### Records of labeled points
---------------

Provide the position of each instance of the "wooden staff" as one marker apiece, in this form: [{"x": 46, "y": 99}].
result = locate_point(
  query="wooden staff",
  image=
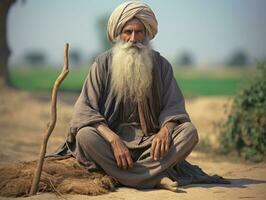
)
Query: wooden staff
[{"x": 51, "y": 124}]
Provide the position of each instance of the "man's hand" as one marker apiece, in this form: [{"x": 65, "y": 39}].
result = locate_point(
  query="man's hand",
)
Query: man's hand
[
  {"x": 160, "y": 144},
  {"x": 121, "y": 153}
]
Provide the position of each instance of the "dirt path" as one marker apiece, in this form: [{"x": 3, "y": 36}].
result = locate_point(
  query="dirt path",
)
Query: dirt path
[{"x": 24, "y": 116}]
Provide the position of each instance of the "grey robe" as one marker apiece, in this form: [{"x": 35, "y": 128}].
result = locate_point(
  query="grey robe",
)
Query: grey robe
[{"x": 97, "y": 103}]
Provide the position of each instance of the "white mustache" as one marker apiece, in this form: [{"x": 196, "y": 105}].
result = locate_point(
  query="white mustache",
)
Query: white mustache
[{"x": 138, "y": 45}]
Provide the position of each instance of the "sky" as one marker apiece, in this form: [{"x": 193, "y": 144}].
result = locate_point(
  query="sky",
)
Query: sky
[{"x": 211, "y": 30}]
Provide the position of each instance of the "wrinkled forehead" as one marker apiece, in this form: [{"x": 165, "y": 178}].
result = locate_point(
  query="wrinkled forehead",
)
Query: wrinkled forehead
[{"x": 134, "y": 23}]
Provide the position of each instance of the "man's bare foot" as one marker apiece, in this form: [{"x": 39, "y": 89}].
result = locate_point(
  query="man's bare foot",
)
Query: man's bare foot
[{"x": 167, "y": 184}]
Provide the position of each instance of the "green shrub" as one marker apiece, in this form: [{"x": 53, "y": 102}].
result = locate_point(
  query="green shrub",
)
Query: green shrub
[{"x": 245, "y": 129}]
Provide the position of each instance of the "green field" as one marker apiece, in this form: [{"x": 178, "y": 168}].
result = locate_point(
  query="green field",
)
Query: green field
[{"x": 193, "y": 82}]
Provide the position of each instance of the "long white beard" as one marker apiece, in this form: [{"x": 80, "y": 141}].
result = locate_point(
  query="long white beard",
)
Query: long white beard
[{"x": 131, "y": 71}]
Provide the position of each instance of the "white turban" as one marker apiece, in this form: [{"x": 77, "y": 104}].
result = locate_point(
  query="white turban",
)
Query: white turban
[{"x": 126, "y": 11}]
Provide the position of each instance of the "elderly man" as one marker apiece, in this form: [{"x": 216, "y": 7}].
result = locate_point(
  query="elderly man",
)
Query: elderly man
[{"x": 130, "y": 118}]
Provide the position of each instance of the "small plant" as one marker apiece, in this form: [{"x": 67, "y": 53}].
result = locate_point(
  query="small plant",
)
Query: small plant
[{"x": 245, "y": 128}]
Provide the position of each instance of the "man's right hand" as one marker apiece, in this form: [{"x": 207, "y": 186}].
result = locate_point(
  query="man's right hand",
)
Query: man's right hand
[{"x": 121, "y": 153}]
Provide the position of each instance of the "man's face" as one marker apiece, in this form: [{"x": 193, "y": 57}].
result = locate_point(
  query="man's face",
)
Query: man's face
[{"x": 133, "y": 31}]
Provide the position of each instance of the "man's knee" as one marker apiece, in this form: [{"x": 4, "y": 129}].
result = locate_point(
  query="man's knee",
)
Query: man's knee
[
  {"x": 87, "y": 136},
  {"x": 189, "y": 130}
]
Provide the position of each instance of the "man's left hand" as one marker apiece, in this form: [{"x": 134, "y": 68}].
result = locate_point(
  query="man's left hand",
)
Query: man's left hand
[{"x": 160, "y": 144}]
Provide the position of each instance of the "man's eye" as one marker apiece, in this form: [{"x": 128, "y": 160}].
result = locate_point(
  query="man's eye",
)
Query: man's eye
[{"x": 127, "y": 32}]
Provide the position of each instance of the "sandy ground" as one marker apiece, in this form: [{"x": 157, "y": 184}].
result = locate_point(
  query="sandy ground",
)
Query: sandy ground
[{"x": 24, "y": 117}]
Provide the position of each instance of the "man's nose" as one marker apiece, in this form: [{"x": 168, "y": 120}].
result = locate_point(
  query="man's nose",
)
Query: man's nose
[{"x": 133, "y": 37}]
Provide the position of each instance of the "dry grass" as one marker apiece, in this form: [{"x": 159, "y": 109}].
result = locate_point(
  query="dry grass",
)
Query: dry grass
[{"x": 63, "y": 176}]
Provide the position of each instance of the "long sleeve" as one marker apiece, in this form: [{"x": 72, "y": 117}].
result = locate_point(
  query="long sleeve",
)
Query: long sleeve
[{"x": 173, "y": 104}]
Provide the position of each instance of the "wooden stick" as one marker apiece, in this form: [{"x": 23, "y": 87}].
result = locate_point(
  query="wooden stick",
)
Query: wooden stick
[{"x": 51, "y": 124}]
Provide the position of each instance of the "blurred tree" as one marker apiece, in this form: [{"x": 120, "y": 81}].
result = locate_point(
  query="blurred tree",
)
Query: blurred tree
[
  {"x": 75, "y": 56},
  {"x": 185, "y": 59},
  {"x": 239, "y": 58},
  {"x": 102, "y": 30},
  {"x": 35, "y": 58},
  {"x": 5, "y": 6}
]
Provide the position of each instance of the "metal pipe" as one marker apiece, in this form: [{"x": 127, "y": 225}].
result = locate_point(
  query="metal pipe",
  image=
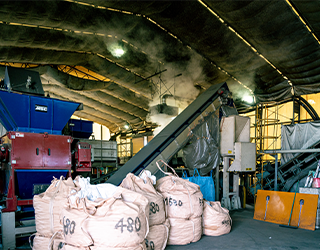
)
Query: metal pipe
[
  {"x": 292, "y": 151},
  {"x": 276, "y": 173}
]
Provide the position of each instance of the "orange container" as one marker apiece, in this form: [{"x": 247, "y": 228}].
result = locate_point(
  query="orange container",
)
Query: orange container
[{"x": 316, "y": 183}]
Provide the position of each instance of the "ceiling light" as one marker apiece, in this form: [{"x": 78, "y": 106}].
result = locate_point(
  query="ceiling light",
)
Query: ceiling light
[
  {"x": 248, "y": 99},
  {"x": 312, "y": 102},
  {"x": 116, "y": 50}
]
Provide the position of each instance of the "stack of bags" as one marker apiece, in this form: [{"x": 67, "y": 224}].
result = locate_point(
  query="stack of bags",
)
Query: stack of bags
[
  {"x": 158, "y": 224},
  {"x": 184, "y": 203},
  {"x": 117, "y": 221},
  {"x": 47, "y": 207}
]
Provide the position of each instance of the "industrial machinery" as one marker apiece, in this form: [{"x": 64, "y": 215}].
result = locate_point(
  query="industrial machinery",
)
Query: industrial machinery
[
  {"x": 33, "y": 149},
  {"x": 177, "y": 133}
]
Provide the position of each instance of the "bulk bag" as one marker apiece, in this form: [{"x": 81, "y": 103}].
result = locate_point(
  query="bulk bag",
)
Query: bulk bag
[
  {"x": 48, "y": 205},
  {"x": 216, "y": 219},
  {"x": 120, "y": 221},
  {"x": 145, "y": 187},
  {"x": 158, "y": 236},
  {"x": 184, "y": 231},
  {"x": 70, "y": 247},
  {"x": 40, "y": 242},
  {"x": 183, "y": 198}
]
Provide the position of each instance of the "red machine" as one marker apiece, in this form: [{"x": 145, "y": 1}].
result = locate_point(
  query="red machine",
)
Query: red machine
[{"x": 33, "y": 151}]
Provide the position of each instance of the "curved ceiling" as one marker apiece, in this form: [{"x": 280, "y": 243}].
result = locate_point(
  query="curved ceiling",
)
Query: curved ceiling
[{"x": 269, "y": 49}]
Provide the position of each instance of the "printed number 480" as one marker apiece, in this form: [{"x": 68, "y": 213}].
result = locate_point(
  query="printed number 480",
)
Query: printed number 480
[{"x": 136, "y": 224}]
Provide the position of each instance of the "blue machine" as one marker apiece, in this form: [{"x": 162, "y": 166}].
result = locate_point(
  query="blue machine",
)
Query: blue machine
[{"x": 35, "y": 114}]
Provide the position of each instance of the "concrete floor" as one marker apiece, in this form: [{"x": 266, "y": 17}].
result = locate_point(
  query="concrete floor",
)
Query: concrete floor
[{"x": 247, "y": 233}]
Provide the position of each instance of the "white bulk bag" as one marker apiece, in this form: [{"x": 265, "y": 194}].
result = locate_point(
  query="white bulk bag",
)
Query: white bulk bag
[
  {"x": 158, "y": 236},
  {"x": 183, "y": 198},
  {"x": 117, "y": 222},
  {"x": 145, "y": 187},
  {"x": 216, "y": 219},
  {"x": 40, "y": 242},
  {"x": 48, "y": 205},
  {"x": 70, "y": 247}
]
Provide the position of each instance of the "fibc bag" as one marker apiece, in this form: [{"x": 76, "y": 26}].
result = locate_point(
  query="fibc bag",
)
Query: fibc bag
[
  {"x": 157, "y": 213},
  {"x": 216, "y": 219},
  {"x": 183, "y": 198},
  {"x": 40, "y": 242},
  {"x": 48, "y": 205},
  {"x": 158, "y": 236},
  {"x": 117, "y": 222},
  {"x": 184, "y": 231},
  {"x": 70, "y": 247},
  {"x": 205, "y": 183}
]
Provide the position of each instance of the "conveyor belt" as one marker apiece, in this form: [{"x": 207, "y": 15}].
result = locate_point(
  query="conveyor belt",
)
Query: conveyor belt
[
  {"x": 173, "y": 137},
  {"x": 294, "y": 170}
]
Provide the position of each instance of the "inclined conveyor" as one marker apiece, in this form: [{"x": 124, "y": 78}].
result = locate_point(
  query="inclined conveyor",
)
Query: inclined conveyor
[{"x": 175, "y": 135}]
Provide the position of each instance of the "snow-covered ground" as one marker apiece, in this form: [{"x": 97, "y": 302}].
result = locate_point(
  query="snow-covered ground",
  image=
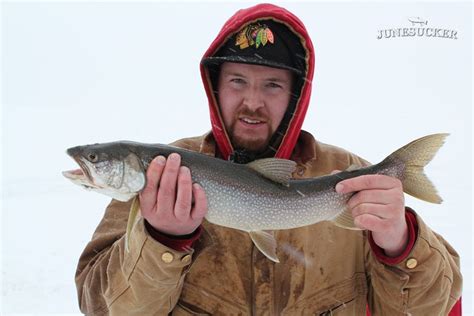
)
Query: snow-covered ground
[{"x": 93, "y": 72}]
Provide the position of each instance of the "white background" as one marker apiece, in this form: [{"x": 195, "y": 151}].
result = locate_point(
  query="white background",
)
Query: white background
[{"x": 93, "y": 72}]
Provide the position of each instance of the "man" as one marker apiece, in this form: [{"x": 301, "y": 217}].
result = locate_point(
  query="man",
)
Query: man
[{"x": 257, "y": 75}]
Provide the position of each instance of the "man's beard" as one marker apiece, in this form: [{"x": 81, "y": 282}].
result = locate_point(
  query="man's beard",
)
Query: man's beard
[{"x": 255, "y": 143}]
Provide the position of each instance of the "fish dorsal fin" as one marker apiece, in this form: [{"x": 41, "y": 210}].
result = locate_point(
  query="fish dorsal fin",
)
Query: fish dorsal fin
[
  {"x": 266, "y": 243},
  {"x": 275, "y": 169},
  {"x": 135, "y": 171},
  {"x": 345, "y": 220}
]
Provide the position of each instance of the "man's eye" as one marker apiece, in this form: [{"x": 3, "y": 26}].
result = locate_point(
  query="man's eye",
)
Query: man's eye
[
  {"x": 274, "y": 85},
  {"x": 237, "y": 80}
]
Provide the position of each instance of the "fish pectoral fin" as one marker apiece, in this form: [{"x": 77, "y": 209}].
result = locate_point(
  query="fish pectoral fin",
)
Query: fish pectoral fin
[
  {"x": 353, "y": 167},
  {"x": 266, "y": 243},
  {"x": 275, "y": 169},
  {"x": 132, "y": 216},
  {"x": 345, "y": 220},
  {"x": 134, "y": 170}
]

---------------

Find every line in the records above that contains the string "orange", and copy each such line in full.

Provide the position of each instance of the "orange container" as one marker apiece, in this form: [{"x": 247, "y": 228}].
  query="orange container",
Query: orange container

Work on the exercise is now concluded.